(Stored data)
--

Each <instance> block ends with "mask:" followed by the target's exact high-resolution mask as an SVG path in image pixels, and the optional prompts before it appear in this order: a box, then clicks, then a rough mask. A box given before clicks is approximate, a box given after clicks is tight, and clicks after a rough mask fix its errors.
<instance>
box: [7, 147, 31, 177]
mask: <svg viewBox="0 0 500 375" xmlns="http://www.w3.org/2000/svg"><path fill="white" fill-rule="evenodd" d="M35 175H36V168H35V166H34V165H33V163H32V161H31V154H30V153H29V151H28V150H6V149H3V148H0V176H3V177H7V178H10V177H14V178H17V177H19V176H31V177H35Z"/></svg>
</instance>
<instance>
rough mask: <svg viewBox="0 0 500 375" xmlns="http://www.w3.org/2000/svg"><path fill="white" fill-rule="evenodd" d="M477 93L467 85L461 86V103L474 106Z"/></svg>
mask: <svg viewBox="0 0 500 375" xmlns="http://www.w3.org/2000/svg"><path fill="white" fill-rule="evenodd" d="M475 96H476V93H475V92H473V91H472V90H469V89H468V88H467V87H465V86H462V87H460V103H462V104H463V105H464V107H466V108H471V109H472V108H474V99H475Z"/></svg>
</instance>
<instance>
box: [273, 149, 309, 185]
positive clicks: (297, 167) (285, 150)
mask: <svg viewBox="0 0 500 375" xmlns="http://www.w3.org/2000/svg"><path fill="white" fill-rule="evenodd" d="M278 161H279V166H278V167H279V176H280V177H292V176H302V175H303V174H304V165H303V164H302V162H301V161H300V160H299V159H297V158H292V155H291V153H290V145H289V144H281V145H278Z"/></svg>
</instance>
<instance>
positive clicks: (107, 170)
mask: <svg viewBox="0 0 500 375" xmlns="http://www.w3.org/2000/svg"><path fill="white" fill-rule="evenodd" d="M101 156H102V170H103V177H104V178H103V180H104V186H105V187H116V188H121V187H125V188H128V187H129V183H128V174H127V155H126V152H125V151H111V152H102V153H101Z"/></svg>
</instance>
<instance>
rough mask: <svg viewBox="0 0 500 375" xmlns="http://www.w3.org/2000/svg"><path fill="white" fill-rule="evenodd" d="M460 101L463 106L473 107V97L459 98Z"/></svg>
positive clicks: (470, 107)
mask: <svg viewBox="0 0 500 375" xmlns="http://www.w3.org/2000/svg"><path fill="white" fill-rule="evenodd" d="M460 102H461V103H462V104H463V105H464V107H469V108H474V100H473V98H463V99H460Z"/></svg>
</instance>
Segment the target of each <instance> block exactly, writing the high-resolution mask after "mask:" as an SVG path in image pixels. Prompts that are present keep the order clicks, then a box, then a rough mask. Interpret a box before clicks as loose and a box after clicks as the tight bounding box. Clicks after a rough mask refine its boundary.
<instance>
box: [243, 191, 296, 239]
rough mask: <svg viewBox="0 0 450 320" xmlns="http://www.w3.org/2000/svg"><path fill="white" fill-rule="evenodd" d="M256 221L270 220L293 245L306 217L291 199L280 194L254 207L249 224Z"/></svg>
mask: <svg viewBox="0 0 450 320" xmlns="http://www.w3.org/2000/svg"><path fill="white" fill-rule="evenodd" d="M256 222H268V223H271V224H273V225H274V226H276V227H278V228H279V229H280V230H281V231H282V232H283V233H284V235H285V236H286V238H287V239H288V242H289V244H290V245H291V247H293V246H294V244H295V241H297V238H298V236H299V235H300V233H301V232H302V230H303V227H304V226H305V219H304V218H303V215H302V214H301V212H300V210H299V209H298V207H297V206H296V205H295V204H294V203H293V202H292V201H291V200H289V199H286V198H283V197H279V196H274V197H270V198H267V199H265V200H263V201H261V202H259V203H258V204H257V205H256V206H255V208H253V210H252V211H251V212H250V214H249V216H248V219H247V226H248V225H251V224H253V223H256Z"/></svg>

--

▶ Exercise instructions: Output every line of the data above as a JSON list of strings, one string per line, leaving out blank lines.

▶ Answer to this task:
[
  "Each <instance> block ends with \"mask:\" followed by the target's exact high-resolution mask as an SVG path in image pixels, and the optional prompts before it appear in this order: a box, then clicks, then a rough mask. A box given before clicks is approximate, a box given after clicks is tight, and clicks after a rough mask fix its errors.",
  "<instance>",
  "box: [7, 147, 31, 177]",
  "mask: <svg viewBox=\"0 0 500 375\" xmlns=\"http://www.w3.org/2000/svg\"><path fill=\"white\" fill-rule=\"evenodd\" d=\"M35 175H36V168H35V166H34V165H33V163H32V161H31V154H30V153H29V151H28V150H6V149H3V148H0V176H3V177H7V178H10V177H14V178H17V177H19V176H31V177H35Z\"/></svg>",
  "</instance>",
  "<instance>",
  "rough mask: <svg viewBox=\"0 0 500 375\" xmlns=\"http://www.w3.org/2000/svg\"><path fill=\"white\" fill-rule=\"evenodd\" d=\"M477 93L467 85L461 86V103L474 106Z\"/></svg>",
  "mask: <svg viewBox=\"0 0 500 375\" xmlns=\"http://www.w3.org/2000/svg\"><path fill=\"white\" fill-rule=\"evenodd\" d=\"M475 96H476V93H475V92H473V91H472V90H469V89H468V88H467V87H465V86H462V87H460V103H462V104H463V105H464V107H466V108H471V109H472V108H474V99H475Z\"/></svg>",
  "</instance>",
  "<instance>",
  "box: [273, 149, 309, 185]",
  "positive clicks: (297, 167) (285, 150)",
  "mask: <svg viewBox=\"0 0 500 375\" xmlns=\"http://www.w3.org/2000/svg\"><path fill=\"white\" fill-rule=\"evenodd\" d=\"M278 161H279V166H278V167H279V176H280V177H292V176H302V175H303V174H304V165H303V164H302V162H301V161H300V160H299V159H297V158H292V155H291V153H290V145H289V144H281V145H278Z\"/></svg>",
  "</instance>",
  "<instance>",
  "positive clicks: (107, 170)",
  "mask: <svg viewBox=\"0 0 500 375\" xmlns=\"http://www.w3.org/2000/svg\"><path fill=\"white\" fill-rule=\"evenodd\" d=\"M101 156H102V170H103V177H104V178H103V180H104V186H105V187H116V188H121V187H125V188H128V187H129V183H128V174H127V155H126V152H125V151H111V152H102V153H101Z\"/></svg>",
  "</instance>",
  "<instance>",
  "rough mask: <svg viewBox=\"0 0 500 375\" xmlns=\"http://www.w3.org/2000/svg\"><path fill=\"white\" fill-rule=\"evenodd\" d=\"M460 101L463 106L473 107V97L459 98Z\"/></svg>",
  "positive clicks: (470, 107)",
  "mask: <svg viewBox=\"0 0 500 375\" xmlns=\"http://www.w3.org/2000/svg\"><path fill=\"white\" fill-rule=\"evenodd\" d=\"M460 102H461V103H462V104H463V105H464V107H469V108H474V100H473V98H463V99H460Z\"/></svg>",
  "</instance>",
  "Segment the target of each <instance> block exactly, writing the high-resolution mask after \"mask:\" as an SVG path in image pixels. Prompts that are present keep the order clicks, then a box, then a rough mask. Interpret a box before clicks as loose and a box after clicks as the tight bounding box. Clicks after a rough mask refine its boundary.",
  "<instance>",
  "box: [243, 191, 296, 239]",
  "rough mask: <svg viewBox=\"0 0 450 320\" xmlns=\"http://www.w3.org/2000/svg\"><path fill=\"white\" fill-rule=\"evenodd\" d=\"M256 221L270 220L293 245L306 217L291 199L280 194L254 207L249 224Z\"/></svg>",
  "mask: <svg viewBox=\"0 0 450 320\" xmlns=\"http://www.w3.org/2000/svg\"><path fill=\"white\" fill-rule=\"evenodd\" d=\"M256 222H268V223H271V224H273V225H274V226H276V227H278V228H279V229H280V230H281V231H282V232H283V233H284V235H285V236H286V238H287V239H288V242H289V244H290V245H291V247H293V246H294V244H295V241H297V238H298V236H299V235H300V233H301V232H302V230H303V227H304V226H305V219H304V218H303V215H302V214H301V212H300V210H299V209H298V207H297V206H296V205H295V204H294V203H293V202H292V201H291V200H289V199H286V198H283V197H279V196H274V197H270V198H267V199H265V200H263V201H261V202H259V203H258V204H257V205H256V206H255V208H253V210H252V211H251V212H250V214H249V216H248V219H247V226H248V225H251V224H253V223H256Z\"/></svg>"
]